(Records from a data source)
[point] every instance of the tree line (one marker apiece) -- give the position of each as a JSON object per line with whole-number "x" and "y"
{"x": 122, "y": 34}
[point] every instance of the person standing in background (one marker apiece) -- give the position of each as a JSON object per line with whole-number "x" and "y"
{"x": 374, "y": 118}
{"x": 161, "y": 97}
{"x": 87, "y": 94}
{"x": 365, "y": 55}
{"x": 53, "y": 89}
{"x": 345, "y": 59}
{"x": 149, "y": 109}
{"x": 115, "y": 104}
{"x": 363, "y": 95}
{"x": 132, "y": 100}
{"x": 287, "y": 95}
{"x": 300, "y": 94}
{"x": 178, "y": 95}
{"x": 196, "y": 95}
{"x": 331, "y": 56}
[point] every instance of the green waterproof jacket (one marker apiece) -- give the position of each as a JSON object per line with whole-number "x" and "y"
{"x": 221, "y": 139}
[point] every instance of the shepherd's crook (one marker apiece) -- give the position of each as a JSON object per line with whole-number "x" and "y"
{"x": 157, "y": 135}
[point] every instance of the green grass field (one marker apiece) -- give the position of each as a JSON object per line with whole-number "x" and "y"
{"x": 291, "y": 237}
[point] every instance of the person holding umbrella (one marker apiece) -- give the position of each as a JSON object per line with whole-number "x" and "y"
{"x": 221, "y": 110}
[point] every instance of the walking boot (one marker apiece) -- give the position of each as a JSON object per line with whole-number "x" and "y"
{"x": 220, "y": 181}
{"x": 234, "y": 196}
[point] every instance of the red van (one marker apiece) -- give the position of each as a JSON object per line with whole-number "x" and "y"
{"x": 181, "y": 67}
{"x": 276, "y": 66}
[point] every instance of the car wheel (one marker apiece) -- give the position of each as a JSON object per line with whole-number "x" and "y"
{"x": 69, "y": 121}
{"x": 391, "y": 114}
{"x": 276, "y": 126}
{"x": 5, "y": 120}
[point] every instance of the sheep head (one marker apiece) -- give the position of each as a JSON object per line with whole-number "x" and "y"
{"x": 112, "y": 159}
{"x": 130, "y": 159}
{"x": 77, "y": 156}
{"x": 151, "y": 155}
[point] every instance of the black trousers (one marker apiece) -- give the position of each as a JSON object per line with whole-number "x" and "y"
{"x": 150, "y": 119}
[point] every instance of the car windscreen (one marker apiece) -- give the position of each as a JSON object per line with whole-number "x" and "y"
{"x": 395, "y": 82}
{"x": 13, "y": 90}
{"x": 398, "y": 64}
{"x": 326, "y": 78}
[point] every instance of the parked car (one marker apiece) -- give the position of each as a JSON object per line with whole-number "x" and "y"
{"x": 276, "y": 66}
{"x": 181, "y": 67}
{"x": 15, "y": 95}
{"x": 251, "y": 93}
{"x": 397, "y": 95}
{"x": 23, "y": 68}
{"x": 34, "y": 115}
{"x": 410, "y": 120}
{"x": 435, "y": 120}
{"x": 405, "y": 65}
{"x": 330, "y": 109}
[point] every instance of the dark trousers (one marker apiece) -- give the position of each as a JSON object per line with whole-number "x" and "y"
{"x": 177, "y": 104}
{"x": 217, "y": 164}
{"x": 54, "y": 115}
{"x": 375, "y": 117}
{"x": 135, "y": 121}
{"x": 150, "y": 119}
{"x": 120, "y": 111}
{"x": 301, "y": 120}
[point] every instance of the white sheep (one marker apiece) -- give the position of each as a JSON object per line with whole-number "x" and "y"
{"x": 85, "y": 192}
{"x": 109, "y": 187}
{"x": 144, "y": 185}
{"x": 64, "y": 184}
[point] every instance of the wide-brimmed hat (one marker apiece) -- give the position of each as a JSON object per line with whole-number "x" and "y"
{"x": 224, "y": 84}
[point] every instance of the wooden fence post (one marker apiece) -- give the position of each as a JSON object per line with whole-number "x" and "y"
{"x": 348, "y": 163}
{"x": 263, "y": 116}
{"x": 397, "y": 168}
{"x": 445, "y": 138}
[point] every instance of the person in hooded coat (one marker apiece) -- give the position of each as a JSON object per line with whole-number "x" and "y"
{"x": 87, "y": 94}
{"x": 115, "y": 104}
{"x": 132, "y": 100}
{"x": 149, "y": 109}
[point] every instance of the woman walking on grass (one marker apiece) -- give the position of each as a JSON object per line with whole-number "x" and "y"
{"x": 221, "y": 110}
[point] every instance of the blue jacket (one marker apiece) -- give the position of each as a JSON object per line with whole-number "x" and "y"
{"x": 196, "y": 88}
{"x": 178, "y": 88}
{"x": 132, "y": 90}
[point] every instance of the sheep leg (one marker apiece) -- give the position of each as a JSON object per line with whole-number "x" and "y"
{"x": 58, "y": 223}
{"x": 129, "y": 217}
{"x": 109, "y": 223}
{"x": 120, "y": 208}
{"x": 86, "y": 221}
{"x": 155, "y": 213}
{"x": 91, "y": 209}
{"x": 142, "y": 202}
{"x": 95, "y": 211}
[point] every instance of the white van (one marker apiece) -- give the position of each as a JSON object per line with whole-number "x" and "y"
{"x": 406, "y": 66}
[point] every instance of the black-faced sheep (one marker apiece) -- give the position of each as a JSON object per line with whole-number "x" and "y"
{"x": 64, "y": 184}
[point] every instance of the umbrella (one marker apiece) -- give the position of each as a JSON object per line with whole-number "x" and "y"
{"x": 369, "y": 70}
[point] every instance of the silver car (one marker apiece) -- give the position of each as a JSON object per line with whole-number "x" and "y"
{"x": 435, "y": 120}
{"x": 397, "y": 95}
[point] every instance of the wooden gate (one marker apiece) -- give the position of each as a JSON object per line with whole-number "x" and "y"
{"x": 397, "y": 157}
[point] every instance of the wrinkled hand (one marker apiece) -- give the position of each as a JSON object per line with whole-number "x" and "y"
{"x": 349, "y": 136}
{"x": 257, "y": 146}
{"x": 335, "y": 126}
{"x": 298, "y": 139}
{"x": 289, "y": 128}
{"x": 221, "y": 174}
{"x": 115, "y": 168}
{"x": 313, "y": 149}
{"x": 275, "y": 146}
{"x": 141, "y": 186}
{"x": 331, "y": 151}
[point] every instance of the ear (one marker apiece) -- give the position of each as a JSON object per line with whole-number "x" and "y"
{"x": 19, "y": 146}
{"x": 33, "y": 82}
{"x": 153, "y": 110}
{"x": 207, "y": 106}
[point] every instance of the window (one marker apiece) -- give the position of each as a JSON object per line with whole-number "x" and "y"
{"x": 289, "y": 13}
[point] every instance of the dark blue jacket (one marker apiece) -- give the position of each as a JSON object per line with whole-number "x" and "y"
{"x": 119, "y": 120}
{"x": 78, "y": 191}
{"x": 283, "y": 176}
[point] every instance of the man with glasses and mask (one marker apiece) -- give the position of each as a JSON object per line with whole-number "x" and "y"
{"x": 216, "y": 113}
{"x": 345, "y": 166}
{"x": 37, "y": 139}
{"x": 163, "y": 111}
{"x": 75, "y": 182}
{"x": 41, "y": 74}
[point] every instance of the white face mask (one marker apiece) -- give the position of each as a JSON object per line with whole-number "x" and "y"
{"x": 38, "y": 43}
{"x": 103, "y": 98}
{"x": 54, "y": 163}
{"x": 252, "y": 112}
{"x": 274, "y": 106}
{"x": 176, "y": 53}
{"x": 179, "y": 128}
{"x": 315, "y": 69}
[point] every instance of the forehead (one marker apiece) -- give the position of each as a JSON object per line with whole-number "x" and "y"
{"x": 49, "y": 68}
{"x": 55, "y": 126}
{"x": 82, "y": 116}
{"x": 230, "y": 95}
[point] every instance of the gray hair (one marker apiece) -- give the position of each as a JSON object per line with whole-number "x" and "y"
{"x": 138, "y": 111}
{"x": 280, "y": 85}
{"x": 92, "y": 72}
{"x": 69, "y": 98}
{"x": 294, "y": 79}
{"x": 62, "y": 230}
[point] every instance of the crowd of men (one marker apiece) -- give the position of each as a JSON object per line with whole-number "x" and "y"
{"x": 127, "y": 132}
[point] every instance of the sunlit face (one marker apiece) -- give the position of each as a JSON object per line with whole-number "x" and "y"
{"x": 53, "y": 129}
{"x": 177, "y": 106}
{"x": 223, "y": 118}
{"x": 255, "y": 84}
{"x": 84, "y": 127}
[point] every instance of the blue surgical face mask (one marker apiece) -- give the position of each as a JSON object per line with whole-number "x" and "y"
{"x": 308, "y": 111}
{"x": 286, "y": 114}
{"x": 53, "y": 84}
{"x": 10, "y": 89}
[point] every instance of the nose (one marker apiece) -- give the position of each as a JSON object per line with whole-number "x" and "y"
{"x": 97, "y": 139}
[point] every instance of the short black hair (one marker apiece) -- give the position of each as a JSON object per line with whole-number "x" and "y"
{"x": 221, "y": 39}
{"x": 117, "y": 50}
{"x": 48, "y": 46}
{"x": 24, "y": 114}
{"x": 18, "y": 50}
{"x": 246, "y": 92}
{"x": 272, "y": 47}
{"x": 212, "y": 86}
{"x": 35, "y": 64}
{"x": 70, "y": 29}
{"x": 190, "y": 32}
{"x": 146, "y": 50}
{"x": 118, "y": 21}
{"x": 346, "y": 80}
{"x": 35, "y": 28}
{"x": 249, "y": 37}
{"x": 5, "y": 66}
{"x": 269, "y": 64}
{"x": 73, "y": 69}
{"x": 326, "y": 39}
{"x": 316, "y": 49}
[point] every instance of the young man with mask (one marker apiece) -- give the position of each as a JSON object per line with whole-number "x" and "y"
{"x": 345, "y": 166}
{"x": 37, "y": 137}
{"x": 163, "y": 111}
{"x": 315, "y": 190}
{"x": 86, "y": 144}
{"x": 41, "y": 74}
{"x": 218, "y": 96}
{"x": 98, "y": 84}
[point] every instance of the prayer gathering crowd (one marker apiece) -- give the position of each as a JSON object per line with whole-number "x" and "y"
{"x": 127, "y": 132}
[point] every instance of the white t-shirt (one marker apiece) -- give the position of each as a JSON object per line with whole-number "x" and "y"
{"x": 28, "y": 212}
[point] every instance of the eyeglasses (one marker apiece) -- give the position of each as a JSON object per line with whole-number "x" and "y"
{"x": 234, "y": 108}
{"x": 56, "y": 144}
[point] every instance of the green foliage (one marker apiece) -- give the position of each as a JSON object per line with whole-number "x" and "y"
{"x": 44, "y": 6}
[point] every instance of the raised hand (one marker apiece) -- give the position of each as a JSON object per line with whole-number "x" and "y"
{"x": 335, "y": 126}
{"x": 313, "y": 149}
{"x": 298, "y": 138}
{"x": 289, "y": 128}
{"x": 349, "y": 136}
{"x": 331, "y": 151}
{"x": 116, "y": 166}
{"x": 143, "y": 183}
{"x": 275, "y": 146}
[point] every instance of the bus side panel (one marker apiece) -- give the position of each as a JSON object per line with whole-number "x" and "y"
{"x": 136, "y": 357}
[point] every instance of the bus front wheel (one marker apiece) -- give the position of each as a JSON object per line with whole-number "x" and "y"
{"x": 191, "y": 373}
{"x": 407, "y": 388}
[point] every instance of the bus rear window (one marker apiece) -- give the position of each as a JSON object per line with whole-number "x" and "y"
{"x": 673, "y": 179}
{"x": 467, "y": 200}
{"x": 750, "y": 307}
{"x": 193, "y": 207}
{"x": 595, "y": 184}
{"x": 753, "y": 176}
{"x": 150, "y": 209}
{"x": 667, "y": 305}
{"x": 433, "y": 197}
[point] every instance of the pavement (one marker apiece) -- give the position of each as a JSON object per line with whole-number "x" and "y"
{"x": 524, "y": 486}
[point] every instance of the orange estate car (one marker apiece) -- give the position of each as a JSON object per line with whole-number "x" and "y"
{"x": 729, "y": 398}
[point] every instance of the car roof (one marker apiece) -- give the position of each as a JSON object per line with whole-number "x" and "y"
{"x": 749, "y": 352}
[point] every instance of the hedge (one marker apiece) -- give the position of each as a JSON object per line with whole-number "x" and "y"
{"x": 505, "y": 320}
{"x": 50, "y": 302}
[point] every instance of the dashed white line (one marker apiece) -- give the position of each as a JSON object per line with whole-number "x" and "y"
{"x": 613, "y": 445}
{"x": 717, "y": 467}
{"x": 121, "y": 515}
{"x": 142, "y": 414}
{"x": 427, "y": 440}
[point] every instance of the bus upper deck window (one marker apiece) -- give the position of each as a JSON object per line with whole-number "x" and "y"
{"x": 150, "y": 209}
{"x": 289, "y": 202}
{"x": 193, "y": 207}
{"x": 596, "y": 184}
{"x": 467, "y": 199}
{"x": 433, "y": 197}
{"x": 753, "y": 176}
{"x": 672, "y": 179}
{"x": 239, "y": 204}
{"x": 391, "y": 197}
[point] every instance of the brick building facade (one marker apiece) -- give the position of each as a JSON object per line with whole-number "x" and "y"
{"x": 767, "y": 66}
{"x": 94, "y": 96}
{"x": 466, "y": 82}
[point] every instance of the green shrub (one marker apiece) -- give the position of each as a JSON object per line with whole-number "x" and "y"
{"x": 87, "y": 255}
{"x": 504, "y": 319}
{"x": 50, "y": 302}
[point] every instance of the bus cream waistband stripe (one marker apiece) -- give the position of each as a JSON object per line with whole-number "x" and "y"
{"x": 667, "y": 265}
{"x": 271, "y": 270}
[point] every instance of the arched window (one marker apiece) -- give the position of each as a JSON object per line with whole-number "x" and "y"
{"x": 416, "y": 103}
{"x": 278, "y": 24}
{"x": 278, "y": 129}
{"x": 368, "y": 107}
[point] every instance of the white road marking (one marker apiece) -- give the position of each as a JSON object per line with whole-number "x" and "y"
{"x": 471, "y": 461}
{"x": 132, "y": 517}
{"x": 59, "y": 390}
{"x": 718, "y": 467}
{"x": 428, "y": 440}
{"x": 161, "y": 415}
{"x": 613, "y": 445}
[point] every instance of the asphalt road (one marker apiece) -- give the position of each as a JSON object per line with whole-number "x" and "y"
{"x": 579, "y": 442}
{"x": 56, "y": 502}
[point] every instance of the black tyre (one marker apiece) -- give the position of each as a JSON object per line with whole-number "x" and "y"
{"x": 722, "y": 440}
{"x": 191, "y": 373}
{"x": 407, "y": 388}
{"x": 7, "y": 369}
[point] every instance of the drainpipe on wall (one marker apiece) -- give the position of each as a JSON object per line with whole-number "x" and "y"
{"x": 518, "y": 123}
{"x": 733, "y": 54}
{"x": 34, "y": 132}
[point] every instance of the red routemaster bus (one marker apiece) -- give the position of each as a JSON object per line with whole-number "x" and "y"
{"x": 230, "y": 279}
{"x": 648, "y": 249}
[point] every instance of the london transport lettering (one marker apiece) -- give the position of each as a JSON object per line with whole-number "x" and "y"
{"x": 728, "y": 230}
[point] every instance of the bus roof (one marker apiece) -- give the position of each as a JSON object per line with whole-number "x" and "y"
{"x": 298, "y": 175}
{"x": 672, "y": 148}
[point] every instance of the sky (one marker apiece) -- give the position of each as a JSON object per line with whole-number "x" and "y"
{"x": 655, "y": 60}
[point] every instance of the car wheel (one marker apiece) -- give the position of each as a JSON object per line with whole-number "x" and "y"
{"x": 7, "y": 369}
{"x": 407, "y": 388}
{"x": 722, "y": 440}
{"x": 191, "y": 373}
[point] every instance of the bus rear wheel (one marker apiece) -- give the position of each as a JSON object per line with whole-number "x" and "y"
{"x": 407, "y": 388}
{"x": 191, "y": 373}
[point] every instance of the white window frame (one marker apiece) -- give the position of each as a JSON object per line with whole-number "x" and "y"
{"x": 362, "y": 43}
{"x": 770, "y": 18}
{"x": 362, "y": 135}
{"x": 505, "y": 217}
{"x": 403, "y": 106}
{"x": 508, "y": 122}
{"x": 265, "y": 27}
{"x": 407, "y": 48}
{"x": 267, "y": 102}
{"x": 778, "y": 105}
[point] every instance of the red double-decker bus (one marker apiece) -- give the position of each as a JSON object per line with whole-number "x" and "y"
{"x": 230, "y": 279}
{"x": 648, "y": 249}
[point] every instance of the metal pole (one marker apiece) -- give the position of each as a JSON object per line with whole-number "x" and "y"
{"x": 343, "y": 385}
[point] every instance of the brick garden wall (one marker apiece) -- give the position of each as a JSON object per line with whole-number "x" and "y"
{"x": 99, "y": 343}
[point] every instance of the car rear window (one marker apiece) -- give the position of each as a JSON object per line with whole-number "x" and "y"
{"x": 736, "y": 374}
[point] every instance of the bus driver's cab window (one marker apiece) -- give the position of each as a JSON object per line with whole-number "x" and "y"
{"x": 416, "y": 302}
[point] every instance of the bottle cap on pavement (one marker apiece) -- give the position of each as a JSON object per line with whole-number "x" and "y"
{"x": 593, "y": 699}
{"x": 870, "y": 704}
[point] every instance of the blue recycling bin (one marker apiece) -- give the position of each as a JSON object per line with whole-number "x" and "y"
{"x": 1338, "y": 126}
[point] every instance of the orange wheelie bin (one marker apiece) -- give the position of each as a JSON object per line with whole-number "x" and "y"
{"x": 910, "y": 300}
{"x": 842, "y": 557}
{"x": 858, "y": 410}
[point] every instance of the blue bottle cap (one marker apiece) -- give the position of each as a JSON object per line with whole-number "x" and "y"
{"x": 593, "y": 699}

> **AIM**:
Repeat precisely the lines of the data starting at the one containing "[point] every instance of the red double-decker", last line included.

> **RESULT FOR THIS EXERCISE**:
[point] every instance of the red double-decker bus (one marker apiece) -- give the position of each as a JSON object per line with whole-number "x" and "y"
{"x": 230, "y": 279}
{"x": 648, "y": 249}
[point] every instance of the metal pole (one marker apiece) -- give the position of each as a JSON object per line with whole-number "x" and "y"
{"x": 343, "y": 385}
[point] every instance of the brick garden wall (one marker apiece) -- give the position of each as a JSON object per line with whole-number "x" and "y"
{"x": 99, "y": 343}
[point] every instance of the car rear window (one marker apiece) -- give the position of each as a JSON object per line with whole-number "x" and "y"
{"x": 736, "y": 374}
[point] every instance of the bus driver's cab window (one marker apiece) -- give the position of each as a JSON object per line with whole-number "x" and "y"
{"x": 416, "y": 302}
[point] every instance of the bottle cap on pavement (one marker apiece) -- give the position of each as a JSON object per line with whole-number "x" and "y"
{"x": 593, "y": 699}
{"x": 870, "y": 704}
[point] every instance of the blue recycling bin (one marker apiece) -- give the position of each as a JSON object per line with whole-number "x" and "y"
{"x": 1338, "y": 126}
[point] every instance of the orange wheelie bin (one marker apiece) -- give the position of each as a JSON object per line with whole-number "x" and "y"
{"x": 910, "y": 300}
{"x": 842, "y": 557}
{"x": 858, "y": 410}
[point] every instance of the blue bottle cap (one marker apiece) -- give the position of each as a JSON object per line with whole-number "x" and "y"
{"x": 593, "y": 699}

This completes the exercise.